--- SOURCE PASSAGE ---

Superinfection events occur frequently in critically ill COVID-19 patients and notably worsen their prognosis [26,27]. Monitoring of TTV DNAemia has been shown to be a useful tool to anticipate the occurrente of a variety of infectious events in SOT and allo-HSCT settings [[8], [9], [10], [30], [31], [32], [33]]. Our data suggested that this might also be the case in critically ill COVID-19 patients regarding nosocomial bloodstream infections and VAP. The potential relevance of this finding stems on two assumptions that are debatable: (i) most if not all adults are chronically infected by one or more TTV species that may access the blood compartment with no apparent clinical consequences [2]; (ii) the lack of TTV DNAemia detection, even in healthy individuals, may be due to analytical drawbacks (namely, insufficient sensitivity of current PCR assays), the existence of sanctuaries of viral persistence in organ and tissues other than peripheral blood [2,4,34], or both; natural or iatrogenic immunosuppression may decrease immune surveillance of TTV in virus-persistence sites allowing TTV DNAemia to become detectable [2]. Moreover, an increased risk of subsequent infections was observed for patients displaying detectable TTV DNA in plasma or exhibiting TTV DNA load ≥3.3 log10 copies/ml within the first week since ICU admission. If our observations were confirmed in more robust studies, monitoring of TTV DNA load in plasma early after ICU admission may trigger the administration of antimicrobial phrophylaxis targeting opportunistic bacterial and fungal agents involved in severe infections.
High TTV DNAemia levels have been associated with increased mortality risk in different settings, including the elderly population [35,36], septic patients at ICU recruited prior to the SARS-CoV-2 pandemic [37] and allogeneic hematopietic stem cell transplant recipients [33]. Here, a trend towards an association with increased mortality rate was observed for TTV DNA AUC7–17. This observation, however, must be interpreted with caution due to the scarce number of death events in the cohort.
The current study is merely exploratory and does not allow to draw robust conclusions; even so, our findings suggested that the magnitude of plasma TTV DNA load in critically ill COVID-19 patients may reflect their state of immunocompetence, as in other clinical settings, and point to a use of viral load monitoring as an ancillary tool for predicting the occurrence of severe nosocomial infections in critically ill COVID-19 patients and perhaps mortality. Whether it may anticipate the development of reactivation of persistent viruses such as Cytomegalovirus or Herpes simplex viruses, which may impact on patient survival, could not be addressed in the current study. The potential clinical relevance of our observations warrants further studies involving larger and if possible multicenter cohorts.

---

### TASK INSTRUCTIONS
In the passage on TTV DNA load in critically ill COVID-19 patients, what plasma TTV DNA load within the first week after ICU admission was linked to an increased risk of subsequent infections?

--- INFORMATION PROVIDED ---

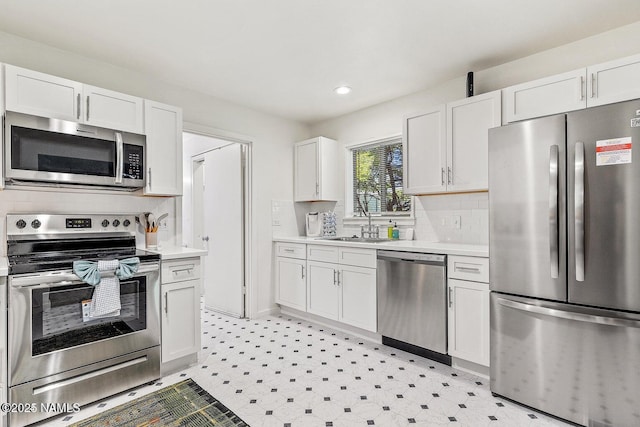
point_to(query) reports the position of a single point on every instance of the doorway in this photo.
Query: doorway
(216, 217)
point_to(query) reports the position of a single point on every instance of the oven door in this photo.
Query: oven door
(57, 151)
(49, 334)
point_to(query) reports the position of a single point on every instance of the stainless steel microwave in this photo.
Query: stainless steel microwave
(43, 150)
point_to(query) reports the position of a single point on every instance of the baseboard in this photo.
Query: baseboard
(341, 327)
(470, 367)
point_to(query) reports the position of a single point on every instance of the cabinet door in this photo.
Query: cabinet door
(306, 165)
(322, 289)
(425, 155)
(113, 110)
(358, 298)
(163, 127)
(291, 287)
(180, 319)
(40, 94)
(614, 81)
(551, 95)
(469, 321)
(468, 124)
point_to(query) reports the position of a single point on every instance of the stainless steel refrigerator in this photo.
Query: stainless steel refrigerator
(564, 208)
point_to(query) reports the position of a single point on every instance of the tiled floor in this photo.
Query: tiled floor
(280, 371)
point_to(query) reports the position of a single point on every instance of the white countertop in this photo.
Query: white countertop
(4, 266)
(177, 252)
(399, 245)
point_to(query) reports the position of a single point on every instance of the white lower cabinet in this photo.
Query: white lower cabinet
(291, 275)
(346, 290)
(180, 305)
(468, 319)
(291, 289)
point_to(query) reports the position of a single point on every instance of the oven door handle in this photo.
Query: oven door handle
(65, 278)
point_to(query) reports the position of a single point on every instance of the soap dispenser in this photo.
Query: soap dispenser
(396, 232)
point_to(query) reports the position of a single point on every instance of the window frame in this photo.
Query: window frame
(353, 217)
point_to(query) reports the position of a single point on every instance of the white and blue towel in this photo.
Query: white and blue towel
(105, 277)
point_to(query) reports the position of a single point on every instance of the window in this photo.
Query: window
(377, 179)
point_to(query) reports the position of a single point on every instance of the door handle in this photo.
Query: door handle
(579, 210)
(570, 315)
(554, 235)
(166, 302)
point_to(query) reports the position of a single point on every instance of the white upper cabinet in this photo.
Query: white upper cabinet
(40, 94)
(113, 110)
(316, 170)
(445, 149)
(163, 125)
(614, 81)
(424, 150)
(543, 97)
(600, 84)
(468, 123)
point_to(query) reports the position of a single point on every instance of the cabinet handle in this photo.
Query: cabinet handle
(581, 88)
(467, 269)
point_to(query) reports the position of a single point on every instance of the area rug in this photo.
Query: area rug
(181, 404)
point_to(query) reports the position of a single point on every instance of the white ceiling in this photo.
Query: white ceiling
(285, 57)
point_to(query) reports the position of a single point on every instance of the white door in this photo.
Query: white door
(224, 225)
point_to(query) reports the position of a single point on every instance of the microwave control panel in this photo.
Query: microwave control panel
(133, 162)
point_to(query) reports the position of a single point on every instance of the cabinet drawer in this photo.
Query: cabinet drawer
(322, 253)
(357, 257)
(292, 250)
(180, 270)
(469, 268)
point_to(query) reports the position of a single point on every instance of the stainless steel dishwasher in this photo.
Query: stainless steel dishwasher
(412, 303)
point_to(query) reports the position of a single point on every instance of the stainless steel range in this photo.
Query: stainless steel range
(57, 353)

---
--- INFORMATION PROVIDED ---

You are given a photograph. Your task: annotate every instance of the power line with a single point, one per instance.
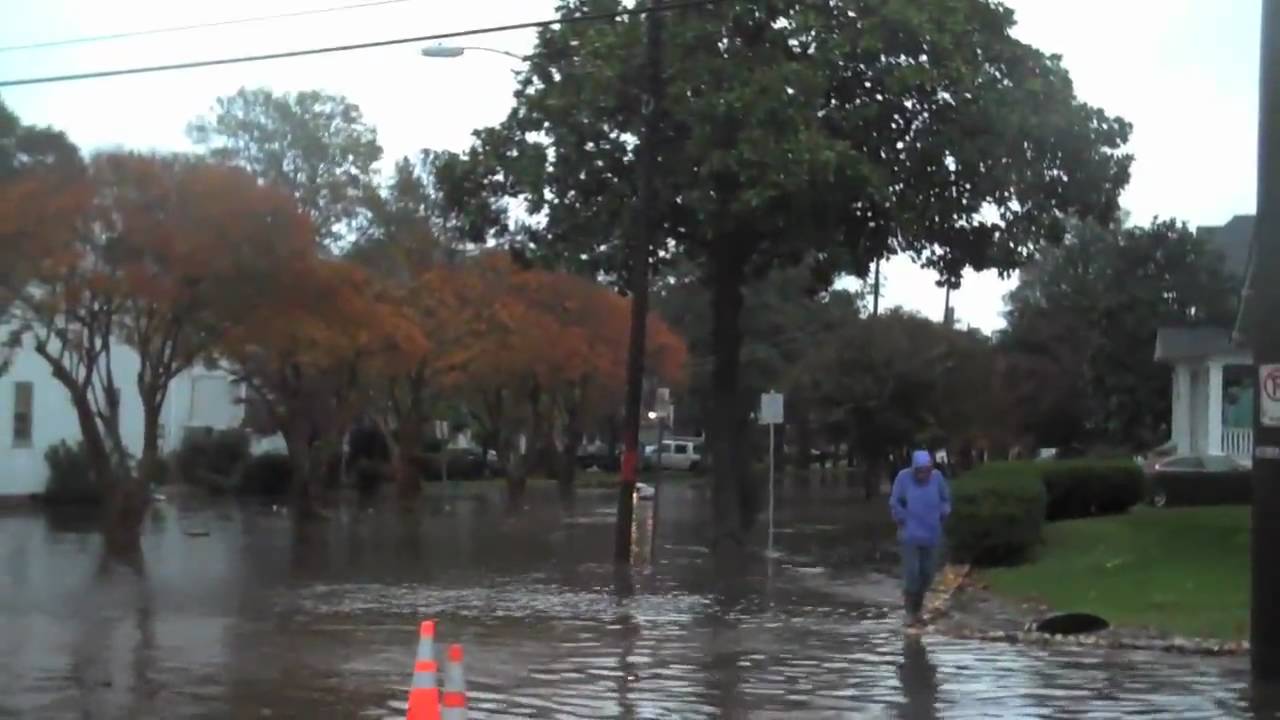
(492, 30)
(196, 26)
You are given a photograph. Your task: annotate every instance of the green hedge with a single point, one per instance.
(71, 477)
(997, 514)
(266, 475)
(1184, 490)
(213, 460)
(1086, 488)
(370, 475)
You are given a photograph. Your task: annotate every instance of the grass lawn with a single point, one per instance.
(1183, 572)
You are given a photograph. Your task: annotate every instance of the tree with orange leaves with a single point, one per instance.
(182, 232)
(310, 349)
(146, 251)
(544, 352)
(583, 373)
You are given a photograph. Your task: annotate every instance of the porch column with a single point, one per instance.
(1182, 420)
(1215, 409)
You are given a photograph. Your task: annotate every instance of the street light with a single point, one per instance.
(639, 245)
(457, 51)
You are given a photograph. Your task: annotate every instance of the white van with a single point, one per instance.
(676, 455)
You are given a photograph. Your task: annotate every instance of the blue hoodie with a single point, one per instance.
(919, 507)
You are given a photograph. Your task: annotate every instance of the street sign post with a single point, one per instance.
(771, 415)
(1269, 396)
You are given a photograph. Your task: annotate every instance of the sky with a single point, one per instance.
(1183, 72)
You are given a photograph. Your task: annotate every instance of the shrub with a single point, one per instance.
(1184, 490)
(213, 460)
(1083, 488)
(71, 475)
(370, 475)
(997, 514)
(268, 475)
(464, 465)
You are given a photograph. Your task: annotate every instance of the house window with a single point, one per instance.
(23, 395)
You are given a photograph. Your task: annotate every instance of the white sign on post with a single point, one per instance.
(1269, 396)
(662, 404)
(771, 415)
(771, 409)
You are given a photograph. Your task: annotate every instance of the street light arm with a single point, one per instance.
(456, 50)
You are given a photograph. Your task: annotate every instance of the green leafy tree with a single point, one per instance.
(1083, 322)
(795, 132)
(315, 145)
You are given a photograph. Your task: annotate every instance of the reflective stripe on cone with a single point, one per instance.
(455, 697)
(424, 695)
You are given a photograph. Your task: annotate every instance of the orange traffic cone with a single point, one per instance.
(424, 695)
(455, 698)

---
--- INFORMATION PROVIDED ---

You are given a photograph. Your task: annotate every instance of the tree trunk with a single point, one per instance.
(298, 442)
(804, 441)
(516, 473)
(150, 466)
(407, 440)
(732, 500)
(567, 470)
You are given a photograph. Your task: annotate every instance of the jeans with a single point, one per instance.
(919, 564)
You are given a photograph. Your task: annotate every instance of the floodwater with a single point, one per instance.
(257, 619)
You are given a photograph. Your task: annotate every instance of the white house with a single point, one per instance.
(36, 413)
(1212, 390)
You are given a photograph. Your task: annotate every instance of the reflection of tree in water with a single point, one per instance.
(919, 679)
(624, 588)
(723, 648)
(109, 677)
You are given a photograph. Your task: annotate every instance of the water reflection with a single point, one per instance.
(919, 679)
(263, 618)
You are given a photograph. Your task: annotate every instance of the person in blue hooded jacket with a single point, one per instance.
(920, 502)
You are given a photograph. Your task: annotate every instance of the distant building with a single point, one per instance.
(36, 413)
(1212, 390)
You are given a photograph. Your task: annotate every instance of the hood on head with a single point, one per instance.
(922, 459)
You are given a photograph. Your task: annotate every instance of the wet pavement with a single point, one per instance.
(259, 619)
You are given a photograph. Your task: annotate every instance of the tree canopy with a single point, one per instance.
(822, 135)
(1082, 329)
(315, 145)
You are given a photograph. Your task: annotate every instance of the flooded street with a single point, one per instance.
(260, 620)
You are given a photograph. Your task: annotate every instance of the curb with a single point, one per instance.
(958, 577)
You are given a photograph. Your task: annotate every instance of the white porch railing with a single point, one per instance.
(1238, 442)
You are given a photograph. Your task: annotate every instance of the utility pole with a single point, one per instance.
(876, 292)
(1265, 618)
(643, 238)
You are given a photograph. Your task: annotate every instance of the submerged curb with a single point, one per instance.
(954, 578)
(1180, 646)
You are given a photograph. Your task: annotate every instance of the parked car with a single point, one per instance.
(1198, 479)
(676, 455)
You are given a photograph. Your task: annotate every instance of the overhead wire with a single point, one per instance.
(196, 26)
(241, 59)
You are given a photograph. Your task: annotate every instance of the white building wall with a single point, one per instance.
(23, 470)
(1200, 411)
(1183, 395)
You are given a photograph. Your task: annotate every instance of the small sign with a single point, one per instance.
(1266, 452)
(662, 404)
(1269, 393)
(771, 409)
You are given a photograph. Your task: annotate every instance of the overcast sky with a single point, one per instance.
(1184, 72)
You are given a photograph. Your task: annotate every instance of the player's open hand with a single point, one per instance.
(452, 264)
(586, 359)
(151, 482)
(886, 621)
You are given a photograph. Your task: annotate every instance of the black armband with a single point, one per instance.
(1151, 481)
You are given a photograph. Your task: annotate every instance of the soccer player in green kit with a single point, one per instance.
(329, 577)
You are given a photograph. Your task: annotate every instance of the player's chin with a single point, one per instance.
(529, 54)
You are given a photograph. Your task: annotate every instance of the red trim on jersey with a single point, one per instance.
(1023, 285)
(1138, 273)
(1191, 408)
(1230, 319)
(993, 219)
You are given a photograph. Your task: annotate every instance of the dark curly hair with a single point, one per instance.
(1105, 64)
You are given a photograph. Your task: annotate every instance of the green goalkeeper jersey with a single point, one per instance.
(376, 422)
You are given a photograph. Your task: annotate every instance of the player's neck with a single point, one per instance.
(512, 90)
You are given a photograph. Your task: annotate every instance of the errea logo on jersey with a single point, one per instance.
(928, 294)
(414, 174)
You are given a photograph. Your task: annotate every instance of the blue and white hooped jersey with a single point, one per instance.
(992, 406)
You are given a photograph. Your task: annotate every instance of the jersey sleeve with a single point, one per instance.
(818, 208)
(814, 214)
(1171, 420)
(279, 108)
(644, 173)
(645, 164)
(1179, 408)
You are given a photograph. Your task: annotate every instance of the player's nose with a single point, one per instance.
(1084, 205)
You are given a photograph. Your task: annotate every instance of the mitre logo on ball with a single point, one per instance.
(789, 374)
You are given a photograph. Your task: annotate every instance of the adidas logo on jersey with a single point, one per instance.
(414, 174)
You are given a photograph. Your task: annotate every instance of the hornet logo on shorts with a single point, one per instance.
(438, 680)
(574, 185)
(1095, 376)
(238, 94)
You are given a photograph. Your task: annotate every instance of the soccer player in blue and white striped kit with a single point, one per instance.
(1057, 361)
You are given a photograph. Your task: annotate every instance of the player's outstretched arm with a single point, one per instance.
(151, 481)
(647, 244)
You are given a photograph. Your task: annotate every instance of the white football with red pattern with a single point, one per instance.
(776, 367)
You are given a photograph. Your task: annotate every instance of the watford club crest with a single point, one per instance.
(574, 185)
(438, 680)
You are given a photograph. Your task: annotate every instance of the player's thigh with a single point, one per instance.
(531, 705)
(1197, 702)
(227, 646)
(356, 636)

---

### ANSWER TO THE PROBLEM
A load of ≥3.3 log10 copies/ml.